Teks Sumber:
Setelah gue melepas kolornya, gue
langsung kasih ke tukang kredit pea itu. Penyerahan kolor itu pun tidak secara
langsung. Tetapi, dengan upacara-upacara aneh. Ini terpaksa gue lakukan, karena
permintaan sang penagih (tukang kredit). Ya udah deh. Mau ga mau harus gue
turutin.
Pertama gue disuruh menyiapkan
nampan buat tempat kolornya. Setelah itu, gue diminta buat jalan di tempat dan
jalan tegak maju dari kamar ke ruang tamu bagaikan pengibar bendera di Istana
Negara. Prak… prak… prak… Begitulah bunyi hentakan kaki gue saat berjalan.
“Ku serahkan kolor pusaka
pemberian Idham kepada Kisana yang Mulia.” (Teks ini permintaan tukang kredit
itu juga)
“Ku terima dengan tangan terbuka,
sebagai ganti pembayaran papan penggilesan, Idham yang dibeli 6 bulan yang
lalu.”
“Sah?” Tanya gue (soalnya kaga
ada saksinya. Jadi, gue yang bilang sah)

Entri Data:
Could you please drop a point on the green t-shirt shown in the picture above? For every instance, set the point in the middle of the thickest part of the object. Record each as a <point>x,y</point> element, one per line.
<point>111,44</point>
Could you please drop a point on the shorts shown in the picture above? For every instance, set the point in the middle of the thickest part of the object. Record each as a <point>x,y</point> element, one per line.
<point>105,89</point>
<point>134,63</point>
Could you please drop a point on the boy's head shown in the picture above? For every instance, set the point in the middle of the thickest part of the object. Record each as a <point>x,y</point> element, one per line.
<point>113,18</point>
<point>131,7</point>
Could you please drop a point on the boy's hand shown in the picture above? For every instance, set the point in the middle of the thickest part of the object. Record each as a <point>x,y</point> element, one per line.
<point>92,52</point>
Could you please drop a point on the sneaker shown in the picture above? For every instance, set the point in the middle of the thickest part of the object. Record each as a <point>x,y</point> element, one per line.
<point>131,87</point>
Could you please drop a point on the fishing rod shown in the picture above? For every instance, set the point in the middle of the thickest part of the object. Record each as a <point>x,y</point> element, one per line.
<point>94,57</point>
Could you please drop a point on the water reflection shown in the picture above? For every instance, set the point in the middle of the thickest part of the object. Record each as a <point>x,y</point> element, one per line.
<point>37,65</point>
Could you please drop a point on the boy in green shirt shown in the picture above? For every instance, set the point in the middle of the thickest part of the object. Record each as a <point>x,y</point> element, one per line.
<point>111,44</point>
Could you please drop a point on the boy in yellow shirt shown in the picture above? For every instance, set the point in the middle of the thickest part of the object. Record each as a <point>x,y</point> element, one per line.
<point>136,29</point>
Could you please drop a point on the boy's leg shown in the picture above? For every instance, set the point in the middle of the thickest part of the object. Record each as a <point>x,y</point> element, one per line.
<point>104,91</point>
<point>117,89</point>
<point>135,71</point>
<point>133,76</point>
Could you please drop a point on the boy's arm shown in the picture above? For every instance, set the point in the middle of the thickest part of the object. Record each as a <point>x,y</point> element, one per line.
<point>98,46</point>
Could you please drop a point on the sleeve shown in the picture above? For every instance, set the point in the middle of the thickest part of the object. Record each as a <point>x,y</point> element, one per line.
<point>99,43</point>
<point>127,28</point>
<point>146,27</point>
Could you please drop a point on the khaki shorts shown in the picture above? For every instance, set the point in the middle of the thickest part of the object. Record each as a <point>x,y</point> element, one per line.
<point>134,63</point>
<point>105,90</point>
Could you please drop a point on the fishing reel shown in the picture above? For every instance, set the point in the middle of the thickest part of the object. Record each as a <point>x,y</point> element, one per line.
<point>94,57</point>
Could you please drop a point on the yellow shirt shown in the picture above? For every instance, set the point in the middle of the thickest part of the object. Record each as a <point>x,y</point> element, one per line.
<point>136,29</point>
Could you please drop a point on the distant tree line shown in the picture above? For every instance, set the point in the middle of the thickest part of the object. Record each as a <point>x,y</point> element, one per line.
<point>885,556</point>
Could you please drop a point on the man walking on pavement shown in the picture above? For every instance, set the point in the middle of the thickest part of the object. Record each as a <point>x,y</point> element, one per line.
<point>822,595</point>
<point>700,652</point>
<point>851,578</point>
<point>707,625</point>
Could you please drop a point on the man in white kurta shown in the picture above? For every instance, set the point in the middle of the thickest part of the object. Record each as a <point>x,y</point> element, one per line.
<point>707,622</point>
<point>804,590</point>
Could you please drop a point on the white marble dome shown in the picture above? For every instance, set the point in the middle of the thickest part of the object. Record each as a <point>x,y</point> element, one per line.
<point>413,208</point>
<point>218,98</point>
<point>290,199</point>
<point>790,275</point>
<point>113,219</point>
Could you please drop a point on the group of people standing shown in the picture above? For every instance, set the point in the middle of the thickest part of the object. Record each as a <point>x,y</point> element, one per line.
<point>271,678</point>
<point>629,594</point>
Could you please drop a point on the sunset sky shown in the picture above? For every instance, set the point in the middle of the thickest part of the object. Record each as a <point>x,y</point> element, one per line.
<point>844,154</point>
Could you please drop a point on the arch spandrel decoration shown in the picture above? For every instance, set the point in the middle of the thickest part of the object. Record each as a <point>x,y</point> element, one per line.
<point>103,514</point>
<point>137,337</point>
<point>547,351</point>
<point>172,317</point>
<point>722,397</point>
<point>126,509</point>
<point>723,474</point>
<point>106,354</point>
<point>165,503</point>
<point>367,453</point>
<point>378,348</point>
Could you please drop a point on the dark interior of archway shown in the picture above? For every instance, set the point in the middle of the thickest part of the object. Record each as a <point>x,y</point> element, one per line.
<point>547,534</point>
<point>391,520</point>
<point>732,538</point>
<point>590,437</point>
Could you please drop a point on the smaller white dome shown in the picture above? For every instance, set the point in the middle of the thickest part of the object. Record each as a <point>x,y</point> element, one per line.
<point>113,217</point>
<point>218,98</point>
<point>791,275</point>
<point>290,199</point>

Petunjuk Latihan:
a) Ringkaslah teks sumber dalam dua kalimat.
b) Ambillah dari entri setiap baris yang memuat kata "standing".

Kunci Jawaban:
a) Pencerita menyerahkan kolornya kepada tukang kredit sebagai ganti pembayaran papan penggilesan yang dibeli enam bulan sebelumnya. Atas permintaan penagih itu, penyerahan dilakukan dengan upacara aneh: kolor ditaruh di nampan, lalu pencerita berjalan tegak dari kamar ke ruang tamu bagaikan pengibar bendera di Istana Negara.

b)
Could you please drop a point on the group of people standing shown in the picture above? For every instance, set the point in the middle of the thickest part of the object. Record each as a <point>x,y</point> element, one per line.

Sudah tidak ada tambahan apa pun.